» **What the task requires**:
Pictures stay out of the answer, but every line of the material must be restated exactly.

+++++

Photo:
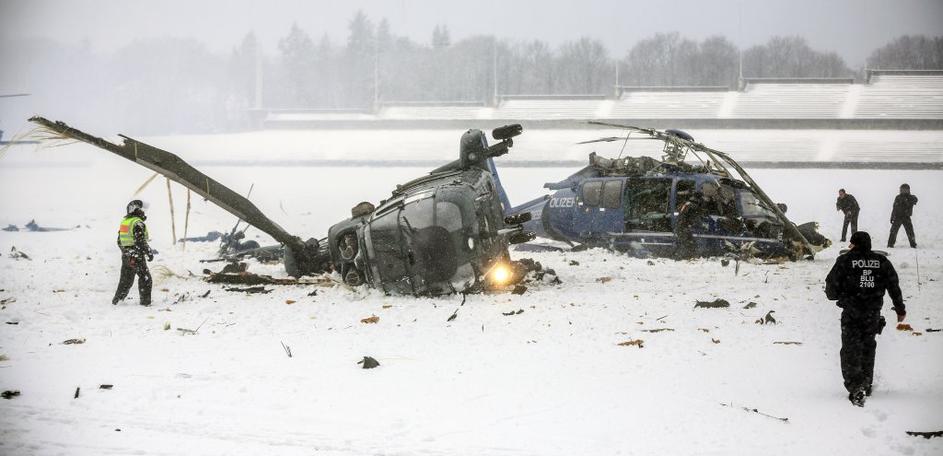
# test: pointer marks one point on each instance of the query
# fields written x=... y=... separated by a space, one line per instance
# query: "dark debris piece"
x=715 y=304
x=16 y=254
x=369 y=362
x=8 y=394
x=250 y=290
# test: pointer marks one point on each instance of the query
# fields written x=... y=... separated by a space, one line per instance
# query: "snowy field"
x=550 y=380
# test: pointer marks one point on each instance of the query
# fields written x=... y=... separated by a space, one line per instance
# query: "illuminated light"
x=500 y=274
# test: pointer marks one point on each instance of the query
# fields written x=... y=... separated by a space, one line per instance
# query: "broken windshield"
x=752 y=207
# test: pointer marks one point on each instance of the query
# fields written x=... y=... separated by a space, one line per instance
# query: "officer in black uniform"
x=900 y=215
x=132 y=240
x=858 y=281
x=849 y=206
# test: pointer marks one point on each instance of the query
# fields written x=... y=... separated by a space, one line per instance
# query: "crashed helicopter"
x=438 y=234
x=632 y=204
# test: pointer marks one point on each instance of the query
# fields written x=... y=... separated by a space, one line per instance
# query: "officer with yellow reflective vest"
x=135 y=253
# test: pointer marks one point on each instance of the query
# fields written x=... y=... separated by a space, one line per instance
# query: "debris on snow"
x=747 y=409
x=636 y=342
x=768 y=319
x=369 y=362
x=250 y=290
x=16 y=254
x=8 y=394
x=286 y=348
x=715 y=304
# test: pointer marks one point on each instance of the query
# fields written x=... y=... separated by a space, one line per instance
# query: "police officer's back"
x=903 y=209
x=858 y=281
x=135 y=252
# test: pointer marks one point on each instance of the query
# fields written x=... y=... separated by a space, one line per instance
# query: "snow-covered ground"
x=550 y=380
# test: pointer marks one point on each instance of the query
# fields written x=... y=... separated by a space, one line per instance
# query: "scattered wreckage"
x=442 y=233
x=632 y=204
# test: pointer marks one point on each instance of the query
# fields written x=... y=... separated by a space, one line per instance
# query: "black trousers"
x=685 y=244
x=851 y=218
x=858 y=347
x=908 y=227
x=134 y=265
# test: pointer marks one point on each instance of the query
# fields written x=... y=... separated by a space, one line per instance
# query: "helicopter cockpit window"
x=647 y=205
x=592 y=193
x=612 y=193
x=683 y=192
x=752 y=207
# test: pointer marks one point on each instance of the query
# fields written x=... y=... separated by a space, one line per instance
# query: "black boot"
x=857 y=397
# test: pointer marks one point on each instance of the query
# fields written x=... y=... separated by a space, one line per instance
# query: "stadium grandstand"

+++++

» **Completed task**:
Photo:
# test: pointer marks one point on each instance of the query
# fields written x=... y=... separated by a space, one line per instance
# query: "dark debris piece"
x=715 y=304
x=16 y=254
x=369 y=362
x=8 y=394
x=250 y=290
# test: pointer marks one point on each instance of the query
# fields written x=... y=... separated by a space, one line per instance
# query: "snowy field"
x=550 y=380
# test: pointer marks one point on each instance of the query
# fields written x=... y=... separated by a space, one line per instance
# query: "illuminated light"
x=500 y=274
# test: pointer marks one point on each instance of the query
# fields written x=... y=... separated by a space, one line per instance
# query: "broken windshield"
x=752 y=207
# test: pointer marks one point on each instance of the query
# fields written x=... y=... separated by a space, one line per instance
# query: "officer in black uniform"
x=900 y=215
x=132 y=240
x=858 y=281
x=849 y=206
# test: pointer marks one point on each instance of the query
# fields written x=... y=... separated by a space, one line per instance
# query: "crashed helicopter"
x=438 y=234
x=632 y=204
# test: pointer marks one point on each instance of the query
# fields written x=... y=... separated by a space, one line per instance
# query: "officer with yellow reflective vest"
x=135 y=253
# test: pointer marks one point on each instance of the query
# fields written x=... y=... separated by a space, one line per instance
# query: "debris on snow"
x=747 y=409
x=636 y=342
x=768 y=319
x=369 y=362
x=250 y=290
x=16 y=254
x=8 y=394
x=286 y=348
x=715 y=304
# test: pointer marks one point on each instance of the query
# fields written x=... y=... separated by a space, one line per instance
# query: "police officer's back"
x=903 y=209
x=858 y=281
x=135 y=252
# test: pointer marks one point on each instance of the query
# fields written x=... y=... separated by a space, one line per instance
# query: "snow-covered ground"
x=550 y=380
# test: pointer marks one point on each instance of the query
# fields written x=... y=... separated by a space, one line per instance
# query: "scattered wreckage"
x=442 y=233
x=632 y=204
# test: pointer marks one point on each instance of the query
# fields written x=... y=... separated by a space, one line per instance
# query: "black trousers"
x=685 y=244
x=851 y=218
x=858 y=347
x=908 y=227
x=134 y=265
# test: pointer marks one point on each instance of the query
# fields written x=... y=... separated by a space, one line per instance
# query: "helicopter cockpit window"
x=647 y=205
x=592 y=193
x=612 y=193
x=683 y=192
x=752 y=207
# test: pointer marks one point on each instance of the query
# fields written x=... y=... separated by a space, one line per instance
# query: "black boot"
x=857 y=397
# test: pointer marks one point on each instance of the query
# fields written x=... y=... separated by a space, one line per instance
# query: "stadium grandstand"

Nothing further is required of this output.